▸ Text excerpt
────────────────────

I don’t take any moment with my daughter for granted, I cherish all of the time I have with her, and I miss her like hell when she’s not with me. Poopy diapers, tantrums, late-night meltdowns, whatever – I don’t really care. I asked for this, I prayed for this, I am built for this.

I call myself a Daddy Doin’ Work not because it’s a catchy little nickname, but because I understand the amount of work it takes to be good, involved father. Gone are the days when a dad can come home from work, kick off his shoes, and yell, “Honey, where’s my dinner??” while he watches ESPN, plays videogames, drinks beer, and ignores his children.

It takes work to support an exhausted wife and girlfriend.

It takes work to change diapers in the middle of the night and comfort a crying infant.

It takes work to always keep promises to our children.

It takes work to be the positive male role model our children need and deserve.

The good news is that plenty of these great men exist today, and they’re constantly Doin’ Work to ensure their kids have the happiest and most fulfilled lives. To these men, no job is more important than being a good daddy. They are selfless, hardworking, and loving - and they should be the gold standard for whatfatherhood is all about.

────────────────────

▸ Materials provided
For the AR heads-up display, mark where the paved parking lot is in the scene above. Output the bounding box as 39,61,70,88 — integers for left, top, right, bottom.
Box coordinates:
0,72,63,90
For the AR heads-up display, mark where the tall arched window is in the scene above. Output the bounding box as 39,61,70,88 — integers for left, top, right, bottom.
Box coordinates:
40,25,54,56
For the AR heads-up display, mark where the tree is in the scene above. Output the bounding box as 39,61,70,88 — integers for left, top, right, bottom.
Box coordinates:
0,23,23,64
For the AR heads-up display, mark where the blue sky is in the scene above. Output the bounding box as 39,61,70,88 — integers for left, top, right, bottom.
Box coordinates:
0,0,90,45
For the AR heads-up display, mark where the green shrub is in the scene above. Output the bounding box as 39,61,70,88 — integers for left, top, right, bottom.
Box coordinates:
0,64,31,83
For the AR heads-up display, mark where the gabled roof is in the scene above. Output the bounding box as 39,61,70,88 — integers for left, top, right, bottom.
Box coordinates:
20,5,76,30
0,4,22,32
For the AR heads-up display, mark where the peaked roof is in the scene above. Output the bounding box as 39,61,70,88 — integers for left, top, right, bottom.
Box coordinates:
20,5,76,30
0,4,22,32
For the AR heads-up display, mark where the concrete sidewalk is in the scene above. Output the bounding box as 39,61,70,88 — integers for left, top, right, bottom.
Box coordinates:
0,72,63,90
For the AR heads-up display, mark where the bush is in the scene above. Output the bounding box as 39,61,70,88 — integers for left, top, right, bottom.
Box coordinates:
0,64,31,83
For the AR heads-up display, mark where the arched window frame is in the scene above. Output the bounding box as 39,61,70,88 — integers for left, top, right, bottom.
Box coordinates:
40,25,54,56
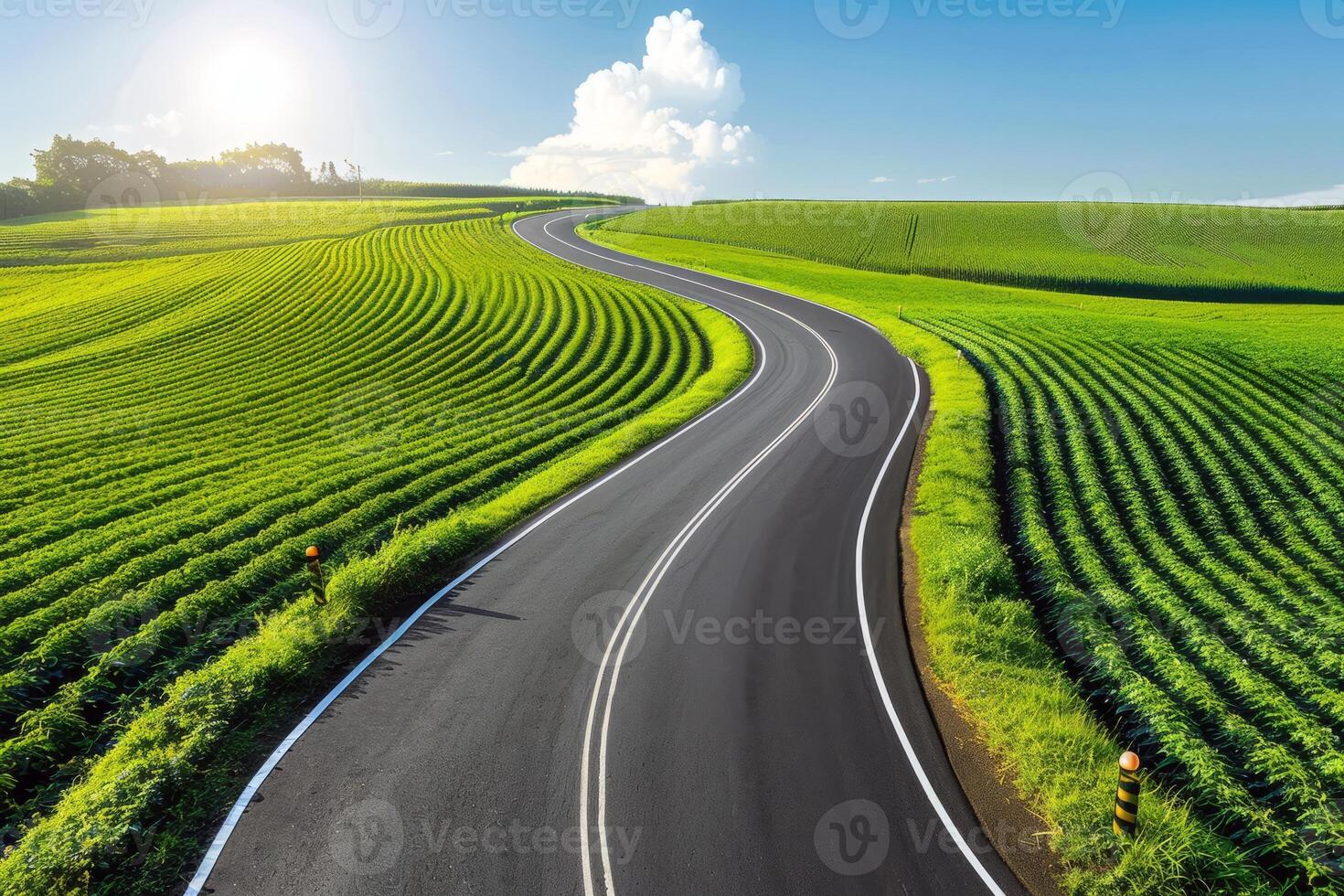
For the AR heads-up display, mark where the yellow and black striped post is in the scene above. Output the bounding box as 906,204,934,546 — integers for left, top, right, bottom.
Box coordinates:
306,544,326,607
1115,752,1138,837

────────────────────

▸ Problem set
A. Quote the fatherhood passage word for word, from "It takes work to support" up to and including "need and deserve.".
B. Put the entries, from the line with "For the AR heads-up display, mark where the gabled" up to and including their final line, into a JSON list of strings with one string per line. Skip blank lines and leave out the pictures.

▸ Worked solutions
A.
It takes work to support an exhausted wife and girlfriend.

It takes work to change diapers in the middle of the night and comfort a crying infant.

It takes work to always keep promises to our children.

It takes work to be the positive male role model our children need and deserve.

B.
[
  "For the AR heads-up display, mark where the gabled roof is in the scene above. Output the bounding box as 39,61,70,88 — integers for left, top, right, bottom.",
  "Box coordinates:",
  "20,5,76,30",
  "0,4,22,32",
  "For the AR heads-up display, mark where the peaked roof is in the scene above. Output the bounding box as 39,61,70,88 — integers for left, top, right, bottom.",
  "Box coordinates:",
  "20,5,76,30",
  "0,4,22,32",
  "For the AR heads-up display, mark where the concrete sidewalk is in the scene above. Output the bounding box as 39,61,70,88 — integers for left, top, right, bottom.",
  "Box coordinates:",
  "0,72,63,90",
  "For the AR heads-up display, mark where the bush is in the scene above. Output the bounding box as 39,61,70,88 — integers for left, top, right, bottom.",
  "Box coordinates:",
  "0,64,31,83",
  "For the AR heads-up display, mark where the arched window frame is in the scene above. Output the bounding box as 39,61,70,88 — integers for left, top, right, bottom.",
  "Box coordinates:",
  "40,25,54,56",
  "For the AR heads-up display, mark where the yellow and black striped post is in the scene above. Output the bounding box as 906,204,934,546 — integers for left, top, right, bottom.",
  "Box coordinates:",
  "306,544,326,607",
  "1115,752,1138,837"
]